*Referring expression pointing data*.
****************************************

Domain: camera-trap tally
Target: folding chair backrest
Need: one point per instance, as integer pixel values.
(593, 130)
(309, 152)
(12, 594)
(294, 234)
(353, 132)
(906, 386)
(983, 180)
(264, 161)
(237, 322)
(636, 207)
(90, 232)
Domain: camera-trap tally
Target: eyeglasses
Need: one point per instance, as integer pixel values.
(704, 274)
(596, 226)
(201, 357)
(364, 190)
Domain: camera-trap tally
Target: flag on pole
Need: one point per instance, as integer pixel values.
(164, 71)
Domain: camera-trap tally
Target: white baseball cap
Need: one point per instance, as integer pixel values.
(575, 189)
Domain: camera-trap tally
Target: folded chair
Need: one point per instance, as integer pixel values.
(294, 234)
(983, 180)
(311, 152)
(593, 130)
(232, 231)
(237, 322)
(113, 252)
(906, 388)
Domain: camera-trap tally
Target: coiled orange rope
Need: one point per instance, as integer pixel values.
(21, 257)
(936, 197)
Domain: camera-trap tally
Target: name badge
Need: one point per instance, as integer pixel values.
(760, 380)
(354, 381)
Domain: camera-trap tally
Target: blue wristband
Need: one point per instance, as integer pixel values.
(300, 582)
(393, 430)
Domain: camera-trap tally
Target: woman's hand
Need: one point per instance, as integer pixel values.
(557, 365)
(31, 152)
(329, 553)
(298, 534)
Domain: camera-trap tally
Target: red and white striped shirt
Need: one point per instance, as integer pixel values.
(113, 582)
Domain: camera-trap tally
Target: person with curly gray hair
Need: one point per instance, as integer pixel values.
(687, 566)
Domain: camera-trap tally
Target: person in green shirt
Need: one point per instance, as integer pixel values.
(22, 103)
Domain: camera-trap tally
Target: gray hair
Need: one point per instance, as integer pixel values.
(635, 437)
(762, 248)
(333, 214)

****************************************

*TASK DESCRIPTION*. Up to and including the line with "Target: person with curly gray hair", write out the records above exactly, starting from their first line.

*OUTPUT BELOW*.
Domain: camera-trap tally
Target: folding chair backrest
Need: one point per instance, as integer pixel values.
(593, 130)
(309, 152)
(12, 594)
(294, 234)
(353, 132)
(906, 386)
(983, 180)
(264, 161)
(237, 322)
(636, 207)
(90, 232)
Domain: camera-trap tally
Target: eyeglasses
Need: one point per instance, as integer pixel values.
(704, 274)
(596, 226)
(201, 357)
(364, 190)
Domain: camera-trap tally
Target: flag on pole
Need: one point per instance, as integer pixel values.
(164, 71)
Domain: camera-trap tally
Target: white baseball cap
Need: one point per instance, as integer pixel values.
(575, 189)
Domain: camera-trap tally
Target: folded chair
Need: one point per instance, as integer pixel values.
(294, 234)
(983, 180)
(311, 152)
(593, 130)
(232, 231)
(237, 322)
(113, 252)
(906, 388)
Domain: camera-trap tally
Target: coiled orange rope
Need: one point per instance, as integer pixel values.
(21, 257)
(936, 197)
Domain: camera-trap tally
Target: name badge
Need: one point per instance, as integer pixel values.
(760, 380)
(354, 381)
Domain: camera-trap tally
Target: blue wristband
Need: one point per instance, as integer pixel values.
(300, 582)
(393, 430)
Domain: camera-trap tally
Target: woman's hand
Need: one point per instance, as integer pixel values.
(557, 365)
(31, 152)
(329, 553)
(298, 534)
Domain: camera-trap tally
Target: red and white striped shirt
Need: one point per instance, as integer pixel values.
(113, 582)
Domain: camera-trap tally
Target: person with curly gray hair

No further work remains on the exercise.